[Records excerpted from a collection]
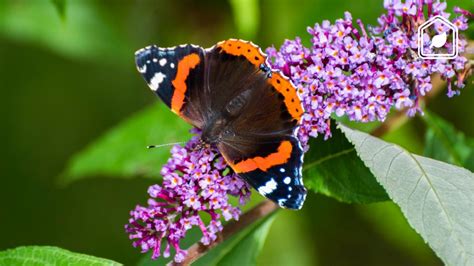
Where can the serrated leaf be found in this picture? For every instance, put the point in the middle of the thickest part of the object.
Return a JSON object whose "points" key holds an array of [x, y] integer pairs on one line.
{"points": [[122, 151], [44, 255], [242, 248], [332, 167], [435, 197], [443, 142]]}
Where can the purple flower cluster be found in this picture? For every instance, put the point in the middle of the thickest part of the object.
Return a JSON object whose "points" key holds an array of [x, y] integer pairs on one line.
{"points": [[358, 73], [196, 180]]}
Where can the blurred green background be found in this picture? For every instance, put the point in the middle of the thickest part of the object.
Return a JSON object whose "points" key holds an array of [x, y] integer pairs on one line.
{"points": [[67, 75]]}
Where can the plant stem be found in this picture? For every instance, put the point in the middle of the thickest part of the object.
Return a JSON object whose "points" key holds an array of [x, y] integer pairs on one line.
{"points": [[197, 250]]}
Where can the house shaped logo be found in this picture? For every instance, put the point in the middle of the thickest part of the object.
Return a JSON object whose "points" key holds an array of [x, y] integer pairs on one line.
{"points": [[447, 39]]}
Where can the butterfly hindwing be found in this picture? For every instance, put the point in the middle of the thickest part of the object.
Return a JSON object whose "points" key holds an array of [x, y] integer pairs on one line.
{"points": [[277, 176]]}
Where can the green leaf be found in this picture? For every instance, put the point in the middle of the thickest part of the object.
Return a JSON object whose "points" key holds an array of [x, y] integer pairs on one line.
{"points": [[443, 142], [242, 248], [333, 168], [246, 17], [60, 7], [122, 151], [435, 197], [44, 255]]}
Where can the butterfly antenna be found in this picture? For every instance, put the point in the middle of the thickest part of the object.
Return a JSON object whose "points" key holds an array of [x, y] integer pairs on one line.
{"points": [[164, 145]]}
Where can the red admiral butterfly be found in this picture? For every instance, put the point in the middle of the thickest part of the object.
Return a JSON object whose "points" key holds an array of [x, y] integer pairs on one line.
{"points": [[249, 112]]}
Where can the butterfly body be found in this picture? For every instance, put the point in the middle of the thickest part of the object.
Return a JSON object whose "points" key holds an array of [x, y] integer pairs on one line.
{"points": [[247, 111]]}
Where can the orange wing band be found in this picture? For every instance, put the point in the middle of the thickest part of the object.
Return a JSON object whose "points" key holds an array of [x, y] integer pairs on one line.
{"points": [[185, 65], [282, 155], [247, 49], [292, 101]]}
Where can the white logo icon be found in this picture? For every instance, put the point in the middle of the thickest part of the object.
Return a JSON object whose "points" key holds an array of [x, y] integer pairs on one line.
{"points": [[429, 48]]}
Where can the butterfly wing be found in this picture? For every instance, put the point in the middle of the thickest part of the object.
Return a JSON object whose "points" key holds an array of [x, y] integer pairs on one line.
{"points": [[176, 75], [262, 147], [262, 110]]}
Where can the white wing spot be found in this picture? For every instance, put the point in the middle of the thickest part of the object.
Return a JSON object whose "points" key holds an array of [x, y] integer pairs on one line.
{"points": [[269, 187], [156, 80]]}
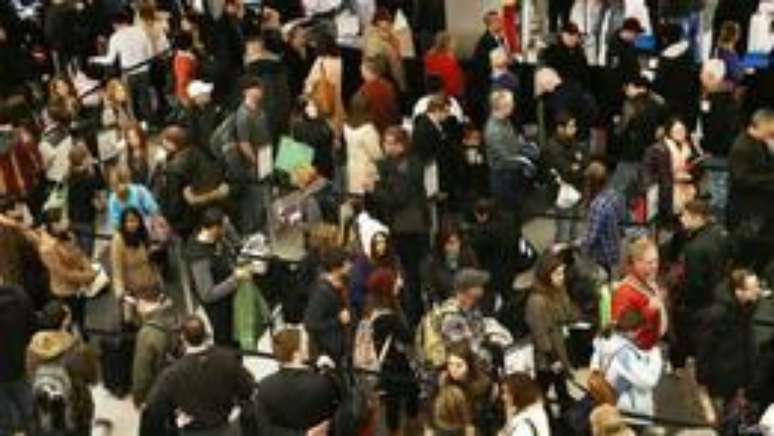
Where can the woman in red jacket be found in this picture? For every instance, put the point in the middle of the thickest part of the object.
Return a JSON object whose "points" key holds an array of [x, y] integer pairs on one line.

What is expected:
Reproduce the data verbatim, everything from the line containing "Where can the orange" down to the end of the data, both ends included. Omit the picture from your output.

Exercise output:
Where can the orange wing band be found in this picture? For every instance, put the point in the middle of the thickest part of the object.
Return a JSON object whose "points" key holds an array of [x, y] integer pairs on one line.
{"points": [[185, 65], [282, 155], [247, 49], [292, 101]]}
Where can the white logo icon be found in this picture? For every instance, put the point in the middle of the thickest part of the object.
Return a JSON object whose "points" key holds an array of [x, y] integer pairs on one line.
{"points": [[429, 48]]}
Where can the butterfly wing be found in this picture? For every instance, put the point in the middle of the thickest part of the object.
Return a JSON object whose "points" key holds an array of [x, y] integer pairs on one line.
{"points": [[176, 75], [262, 147], [262, 110]]}
Where can the white wing spot be found in this picture? For every instance, put the point in the middle of the thickest part of the object.
Return a JSON object whose "points" key holds an array of [x, y] integer pairs on one line.
{"points": [[269, 187], [156, 80]]}
Where can the woman in red jacket be found in this picture? For every instance, put the point in the middle of the thickest part of the object.
Return a JSON object whose "points" key holds an array of [x, y] integer pairs on one line.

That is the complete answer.